Convert the data, starting at the line that contains "the chrome wheel" and ending at the last line, into a Markdown table with the columns Row and Line. Number each row, and leave out blank lines.

**** Data extract ****

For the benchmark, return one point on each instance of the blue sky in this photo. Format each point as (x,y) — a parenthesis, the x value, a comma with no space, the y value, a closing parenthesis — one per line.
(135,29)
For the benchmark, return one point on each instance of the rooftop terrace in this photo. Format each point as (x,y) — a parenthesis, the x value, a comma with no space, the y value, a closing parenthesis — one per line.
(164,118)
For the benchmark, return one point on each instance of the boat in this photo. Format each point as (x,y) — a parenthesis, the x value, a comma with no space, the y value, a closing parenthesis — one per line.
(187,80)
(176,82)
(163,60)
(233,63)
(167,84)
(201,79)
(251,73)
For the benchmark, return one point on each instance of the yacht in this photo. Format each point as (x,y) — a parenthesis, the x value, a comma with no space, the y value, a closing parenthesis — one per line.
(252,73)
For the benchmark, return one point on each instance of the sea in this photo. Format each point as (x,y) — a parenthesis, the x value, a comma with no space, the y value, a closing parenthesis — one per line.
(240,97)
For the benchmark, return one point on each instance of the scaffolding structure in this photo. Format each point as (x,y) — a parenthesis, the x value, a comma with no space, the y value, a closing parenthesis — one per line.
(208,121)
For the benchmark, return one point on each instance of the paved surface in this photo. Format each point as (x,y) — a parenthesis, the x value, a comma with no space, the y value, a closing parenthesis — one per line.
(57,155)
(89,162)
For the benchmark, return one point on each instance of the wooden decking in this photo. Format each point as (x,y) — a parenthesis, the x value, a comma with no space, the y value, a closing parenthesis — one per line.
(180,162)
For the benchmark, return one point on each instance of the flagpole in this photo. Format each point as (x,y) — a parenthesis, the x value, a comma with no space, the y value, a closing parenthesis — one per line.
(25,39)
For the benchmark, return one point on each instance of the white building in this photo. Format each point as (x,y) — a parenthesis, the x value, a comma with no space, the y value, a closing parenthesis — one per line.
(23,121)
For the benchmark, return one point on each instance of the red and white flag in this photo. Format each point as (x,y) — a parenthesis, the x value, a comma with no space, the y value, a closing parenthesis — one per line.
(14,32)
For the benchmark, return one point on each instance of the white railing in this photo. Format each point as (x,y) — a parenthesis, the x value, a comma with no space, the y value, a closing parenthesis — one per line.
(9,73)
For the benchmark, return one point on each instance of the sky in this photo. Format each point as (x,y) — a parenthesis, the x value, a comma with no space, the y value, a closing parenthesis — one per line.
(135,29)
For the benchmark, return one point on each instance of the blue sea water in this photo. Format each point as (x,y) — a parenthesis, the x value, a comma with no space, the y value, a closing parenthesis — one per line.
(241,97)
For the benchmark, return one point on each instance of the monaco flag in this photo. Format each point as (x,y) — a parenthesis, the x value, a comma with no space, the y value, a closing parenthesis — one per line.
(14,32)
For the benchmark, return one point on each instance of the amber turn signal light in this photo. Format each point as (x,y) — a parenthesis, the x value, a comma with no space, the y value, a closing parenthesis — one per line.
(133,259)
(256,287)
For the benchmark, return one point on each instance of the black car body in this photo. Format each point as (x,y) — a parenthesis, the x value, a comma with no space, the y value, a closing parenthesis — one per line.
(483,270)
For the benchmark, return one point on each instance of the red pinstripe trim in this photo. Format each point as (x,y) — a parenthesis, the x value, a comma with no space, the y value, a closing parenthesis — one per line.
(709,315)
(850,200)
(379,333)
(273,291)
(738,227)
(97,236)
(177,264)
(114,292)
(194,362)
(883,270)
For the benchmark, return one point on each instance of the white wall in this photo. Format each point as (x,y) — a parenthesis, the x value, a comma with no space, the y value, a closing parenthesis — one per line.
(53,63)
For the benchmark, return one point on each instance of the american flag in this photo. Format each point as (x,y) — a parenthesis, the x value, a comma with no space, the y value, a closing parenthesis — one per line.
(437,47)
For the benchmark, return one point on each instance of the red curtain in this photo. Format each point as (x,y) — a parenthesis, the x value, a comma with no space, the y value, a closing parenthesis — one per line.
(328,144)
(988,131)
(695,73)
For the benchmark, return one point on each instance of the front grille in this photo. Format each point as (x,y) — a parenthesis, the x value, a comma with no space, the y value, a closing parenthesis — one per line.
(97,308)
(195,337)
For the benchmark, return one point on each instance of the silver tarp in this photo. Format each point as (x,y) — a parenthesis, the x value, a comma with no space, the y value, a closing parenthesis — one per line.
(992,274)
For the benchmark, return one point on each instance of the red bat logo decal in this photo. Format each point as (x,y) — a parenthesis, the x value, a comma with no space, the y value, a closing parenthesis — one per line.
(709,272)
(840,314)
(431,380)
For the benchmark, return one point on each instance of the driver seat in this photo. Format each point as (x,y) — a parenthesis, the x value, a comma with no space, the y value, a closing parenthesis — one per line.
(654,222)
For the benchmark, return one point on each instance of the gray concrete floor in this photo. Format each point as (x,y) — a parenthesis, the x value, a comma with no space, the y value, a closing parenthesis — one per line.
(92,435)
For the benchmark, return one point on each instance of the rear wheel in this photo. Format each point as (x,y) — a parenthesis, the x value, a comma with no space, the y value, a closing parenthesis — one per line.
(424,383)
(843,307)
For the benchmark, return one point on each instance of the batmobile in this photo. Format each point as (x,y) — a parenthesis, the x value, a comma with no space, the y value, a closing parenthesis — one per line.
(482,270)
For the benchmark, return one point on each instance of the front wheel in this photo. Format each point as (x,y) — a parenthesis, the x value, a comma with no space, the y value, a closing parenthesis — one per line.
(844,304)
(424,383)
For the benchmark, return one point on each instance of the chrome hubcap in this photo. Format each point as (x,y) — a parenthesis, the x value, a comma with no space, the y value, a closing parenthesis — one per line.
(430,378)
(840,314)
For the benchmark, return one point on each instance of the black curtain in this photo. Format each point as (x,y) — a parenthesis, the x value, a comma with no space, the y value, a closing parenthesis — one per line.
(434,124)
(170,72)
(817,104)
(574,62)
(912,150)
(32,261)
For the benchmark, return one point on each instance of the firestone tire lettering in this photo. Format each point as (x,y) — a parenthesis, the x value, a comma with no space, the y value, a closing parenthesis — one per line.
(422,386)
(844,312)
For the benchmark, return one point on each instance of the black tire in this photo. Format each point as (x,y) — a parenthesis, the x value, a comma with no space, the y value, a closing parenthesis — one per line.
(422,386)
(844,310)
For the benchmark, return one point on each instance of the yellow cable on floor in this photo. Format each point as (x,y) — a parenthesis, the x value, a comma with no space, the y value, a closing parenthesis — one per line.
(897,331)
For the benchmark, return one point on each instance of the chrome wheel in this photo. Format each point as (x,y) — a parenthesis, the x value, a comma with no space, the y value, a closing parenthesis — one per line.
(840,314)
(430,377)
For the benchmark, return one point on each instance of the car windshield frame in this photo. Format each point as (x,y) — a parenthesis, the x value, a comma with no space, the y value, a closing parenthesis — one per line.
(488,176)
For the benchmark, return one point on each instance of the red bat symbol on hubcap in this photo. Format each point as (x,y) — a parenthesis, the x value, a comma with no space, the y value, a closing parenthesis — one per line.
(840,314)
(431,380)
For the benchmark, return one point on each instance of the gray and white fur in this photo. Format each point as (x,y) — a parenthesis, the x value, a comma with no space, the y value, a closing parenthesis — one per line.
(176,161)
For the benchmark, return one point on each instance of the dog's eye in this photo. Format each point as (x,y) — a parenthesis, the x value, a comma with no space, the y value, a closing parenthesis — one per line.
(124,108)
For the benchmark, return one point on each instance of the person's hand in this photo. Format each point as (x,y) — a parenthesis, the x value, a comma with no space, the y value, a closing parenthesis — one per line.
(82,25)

****

(Exercise output):
| Row | Line |
|---|---|
| 1 | For the benchmark, return one point on each instance of the chrome wheel in this photo. Format each point as (x,y) — a parenthesis, the x value, a comma with no space, the y value, a closing parenthesis — one per line. |
| 2 | (840,314) |
| 3 | (430,377) |
| 4 | For the benchmark, return one point on each instance of the car windshield frame in this photo. Format each point as (x,y) — a parenthesis, the x value, a comma with no space, the y value, a closing parenthesis — one per line. |
| 5 | (488,176) |
| 6 | For the benchmark, return one point on each instance of the red bat symbol on hubcap in this photo. Format each point as (x,y) — a parenthesis, the x value, a comma with no space, the y value, a closing parenthesis — one per line. |
| 7 | (840,314) |
| 8 | (431,380) |
| 9 | For the benchmark, return one point on each instance of the gray and white fur in this photo. Format each point as (x,y) — a parenthesis, the x value, a comma with no space, the y value, a closing parenthesis — one per line. |
| 10 | (176,161) |
| 11 | For the benchmark, return one point on each instance of the dog's eye in this photo. Format each point as (x,y) — a parenthesis, the x value, a comma with no space, the y value, a closing parenthesis — one per line. |
| 12 | (124,108) |
| 13 | For the benchmark, return one point on each instance of the person's hand in this photo. Format each point as (x,y) — a parenthesis, the x value, a comma with no space, the y value, a closing parenthesis — one per line. |
| 14 | (82,25) |